PROBLEM DETAILS –
Find every line in the entries below that contains the string "green" and copy those lines. Case matters.

THE INPUT –
--- BEGIN ---
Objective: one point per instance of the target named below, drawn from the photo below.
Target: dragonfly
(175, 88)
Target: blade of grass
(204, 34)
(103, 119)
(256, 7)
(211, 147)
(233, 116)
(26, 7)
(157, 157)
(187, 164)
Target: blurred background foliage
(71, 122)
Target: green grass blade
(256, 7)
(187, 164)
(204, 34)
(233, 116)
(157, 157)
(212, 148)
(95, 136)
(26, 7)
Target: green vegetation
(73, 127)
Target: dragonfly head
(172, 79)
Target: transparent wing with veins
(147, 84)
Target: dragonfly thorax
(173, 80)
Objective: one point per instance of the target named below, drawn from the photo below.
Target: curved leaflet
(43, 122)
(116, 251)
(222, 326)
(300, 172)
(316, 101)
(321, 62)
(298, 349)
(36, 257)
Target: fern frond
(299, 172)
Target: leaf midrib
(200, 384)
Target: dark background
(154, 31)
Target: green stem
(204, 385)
--- END ---
--- BEGIN ---
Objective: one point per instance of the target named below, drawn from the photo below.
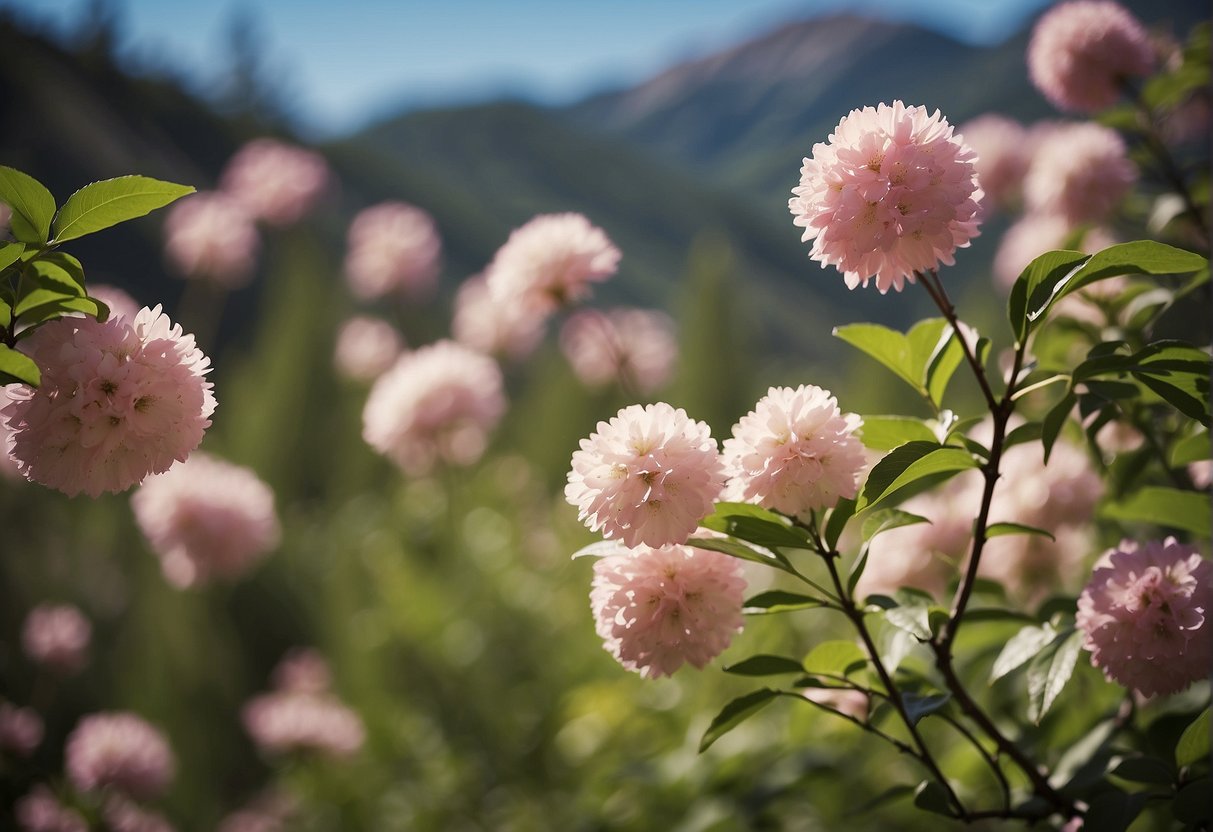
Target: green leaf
--- END ---
--- BEGIN ---
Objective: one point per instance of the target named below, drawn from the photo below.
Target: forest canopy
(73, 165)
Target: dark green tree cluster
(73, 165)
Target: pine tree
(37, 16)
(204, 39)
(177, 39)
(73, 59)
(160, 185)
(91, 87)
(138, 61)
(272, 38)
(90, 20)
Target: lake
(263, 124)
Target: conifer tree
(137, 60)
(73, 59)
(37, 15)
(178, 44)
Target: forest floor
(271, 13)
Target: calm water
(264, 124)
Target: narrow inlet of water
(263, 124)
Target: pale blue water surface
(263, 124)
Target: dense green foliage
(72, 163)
--- END ---
ANSWER –
Target: green grass blade
Target: green vegetation
Target: green stem
Target: green leaf
Target: dark green tree cluster
Target: dense green foliage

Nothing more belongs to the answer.